__Directions for this task__. All entries below are to be returned exactly, with pictures left out.

__Recorded data__.
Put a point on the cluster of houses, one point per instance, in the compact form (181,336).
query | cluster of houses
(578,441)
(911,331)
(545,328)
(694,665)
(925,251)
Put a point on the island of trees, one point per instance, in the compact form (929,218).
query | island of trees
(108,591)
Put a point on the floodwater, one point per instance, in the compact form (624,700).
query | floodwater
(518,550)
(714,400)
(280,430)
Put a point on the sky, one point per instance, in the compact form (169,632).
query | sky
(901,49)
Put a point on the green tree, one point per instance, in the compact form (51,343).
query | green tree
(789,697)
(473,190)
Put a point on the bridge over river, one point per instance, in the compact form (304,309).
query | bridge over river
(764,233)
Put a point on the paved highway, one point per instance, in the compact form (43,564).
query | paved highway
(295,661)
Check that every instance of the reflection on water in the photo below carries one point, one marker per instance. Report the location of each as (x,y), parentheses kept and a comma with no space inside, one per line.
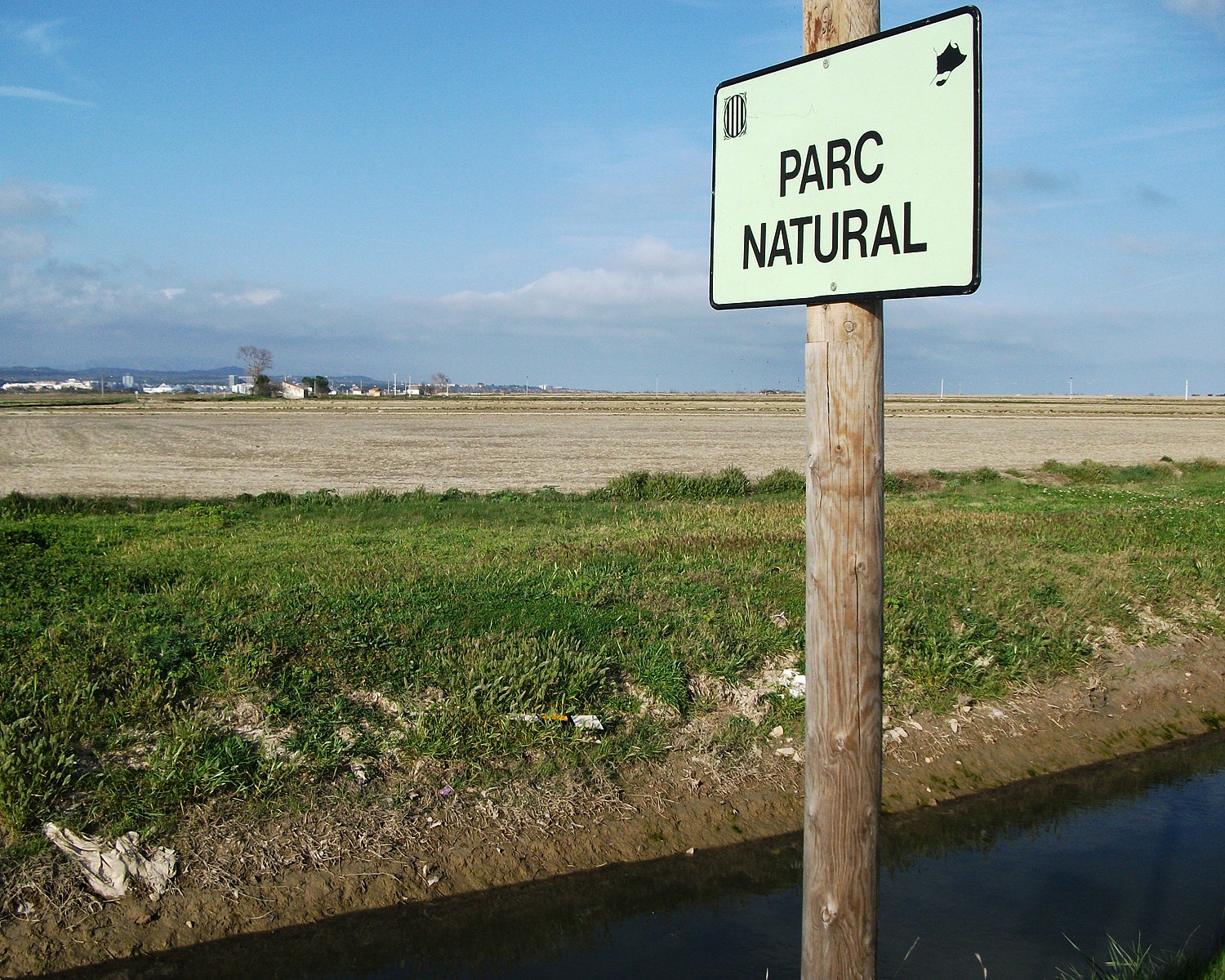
(1016,876)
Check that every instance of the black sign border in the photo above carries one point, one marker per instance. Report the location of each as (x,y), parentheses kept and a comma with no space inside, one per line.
(940,291)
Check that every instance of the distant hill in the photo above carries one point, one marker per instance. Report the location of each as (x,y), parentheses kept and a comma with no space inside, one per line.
(144,376)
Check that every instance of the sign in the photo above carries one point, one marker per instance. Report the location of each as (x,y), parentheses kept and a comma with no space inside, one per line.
(855,173)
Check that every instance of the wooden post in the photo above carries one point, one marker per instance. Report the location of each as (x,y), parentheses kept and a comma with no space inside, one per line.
(844,382)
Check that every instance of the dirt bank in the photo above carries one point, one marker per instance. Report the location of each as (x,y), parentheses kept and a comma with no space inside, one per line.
(358,849)
(222,448)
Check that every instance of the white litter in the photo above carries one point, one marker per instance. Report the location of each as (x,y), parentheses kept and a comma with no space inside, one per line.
(791,683)
(110,869)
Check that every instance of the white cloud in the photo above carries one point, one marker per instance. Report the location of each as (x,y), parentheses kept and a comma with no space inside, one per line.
(1213,11)
(17,245)
(42,38)
(259,296)
(649,276)
(37,201)
(39,95)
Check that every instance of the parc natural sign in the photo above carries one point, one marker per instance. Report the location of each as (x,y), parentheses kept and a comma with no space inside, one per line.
(854,173)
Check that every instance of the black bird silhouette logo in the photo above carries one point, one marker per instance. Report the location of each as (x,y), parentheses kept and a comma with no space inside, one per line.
(946,61)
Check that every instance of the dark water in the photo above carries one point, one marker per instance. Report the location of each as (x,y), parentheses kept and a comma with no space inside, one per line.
(1125,849)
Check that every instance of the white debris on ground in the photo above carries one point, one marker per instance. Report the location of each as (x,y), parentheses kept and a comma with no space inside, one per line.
(786,681)
(249,723)
(110,869)
(590,722)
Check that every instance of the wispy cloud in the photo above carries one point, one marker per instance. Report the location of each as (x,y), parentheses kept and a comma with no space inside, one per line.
(39,203)
(1213,11)
(43,39)
(39,95)
(651,274)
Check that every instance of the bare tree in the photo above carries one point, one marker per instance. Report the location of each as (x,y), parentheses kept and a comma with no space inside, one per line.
(257,360)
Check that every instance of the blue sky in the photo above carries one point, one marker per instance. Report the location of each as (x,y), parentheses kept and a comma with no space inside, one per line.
(521,190)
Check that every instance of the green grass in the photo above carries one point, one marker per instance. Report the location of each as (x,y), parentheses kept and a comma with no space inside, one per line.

__Output for this exercise__.
Put a point on the cluster of houses, one point per instance, in the compact form (181,336).
query | cluster of houses
(578,441)
(911,331)
(545,328)
(694,665)
(925,251)
Put a point on the island of trees, one point per instance, in the compact form (929,218).
query | island of trees
(108,591)
Put a point on the floodwater, one point per instance, in the compact form (624,700).
query | floodwater
(518,550)
(714,400)
(280,430)
Put a point on the sky, one point per instance, in the compact form (169,632).
query | sky
(901,49)
Put a point on the green tree, one point per instance, in the compact form (51,343).
query | green tree
(789,697)
(473,190)
Put a point on the bridge over river, one point per instance, in the compact form (304,309).
query | bridge over river
(764,233)
Put a point on the paved highway, one point per instance, in the compact form (43,564).
query | paved highway
(295,661)
Check that every instance of the reflection on water in the photo below carries one point, one marker per instance. Report the location of each as (x,y), parentheses kept and a comma with no space inside, one per line.
(1016,876)
Check that every instance of the black sign border in the photo above carries one point, one marker per instance. Report the location of each as (x,y), parentheses kept and a comma with no space inside, one per line.
(940,291)
Check that every instance of the distant hill in the photo above carries one point, one marker per instance. Report the location of each as (x,y), parentheses kept and a comma with no space inside, one per line.
(144,376)
Check that every instance of the sign in the photo above carries one point, one marker per instance. Report the location of each as (x,y), parentheses kept and a comma with no space inside, one per line.
(855,173)
Check that every instance of the wooden post in the photo above carries one point, one marker per instance. Report the location of each as (x,y), parentheses kept and a comma with no space inside, one per line.
(844,382)
Check that every instance of the dirt bank in the photo above carries one point, one marker per instance. Report the location of each as (x,y), parentheses kept and a comma with no space inside, one per line.
(358,849)
(222,448)
Check that every instance of the white litter in the photo above carries one point, one marker per instance. Report the location of each as (x,y), parentheses kept and a comma with no space inside, one per line.
(791,683)
(110,869)
Check that every instance of the white cloud in the photo above carries one point, one marker per instance. Report the location of each as (x,y), parentheses kept and a comma with no space inside, one per line.
(1213,11)
(17,245)
(42,38)
(259,296)
(649,276)
(37,201)
(39,95)
Check that every instance of the parc natural sign in the photo above carries one point, one marker per instance. Report the location of each as (x,y), parentheses kept and a comma with no space inside, one per line.
(854,173)
Check that every instance of the black bird silhouette logo in the photo above carries one point, one marker per instance. Report the location of each as (x,y), parentheses kept and a comma with no space inside, one per line.
(946,61)
Check that every instance of the dark water in the photo above carries one point, one marker per instance. Report the location of each as (x,y), parentheses kept and a comma with no space inside, one per line.
(1125,849)
Check that every instance of the white debris on ground in the photo above carries one point, one marker per instance. Report the location of each as (x,y), parentheses kept and a comma with no space inside, one per line.
(786,681)
(249,723)
(110,869)
(590,722)
Check that every instance of the wispy cloud in the photo above carries one point, one marker per instance. Report the location of each as (x,y), parentheses kept and a comma with no space inside, one per line.
(39,203)
(1213,11)
(43,39)
(39,95)
(651,274)
Check that every instance of the bare tree in the photo above carries one point, one marker per instance. Report the location of each as (x,y), parentheses kept and a comma with no space inside, one per line.
(257,360)
Check that every instance of the blue sky in the photo above carries one point, one marker per instance. Report the location of each as (x,y), parentheses kept and a comma with no space inside, one per line.
(521,190)
Check that every instance of the green grass in the photo above carries one point, one marker per instance. Report the location of each as (x,y), parentheses kept and a comma with no space inside, one per line.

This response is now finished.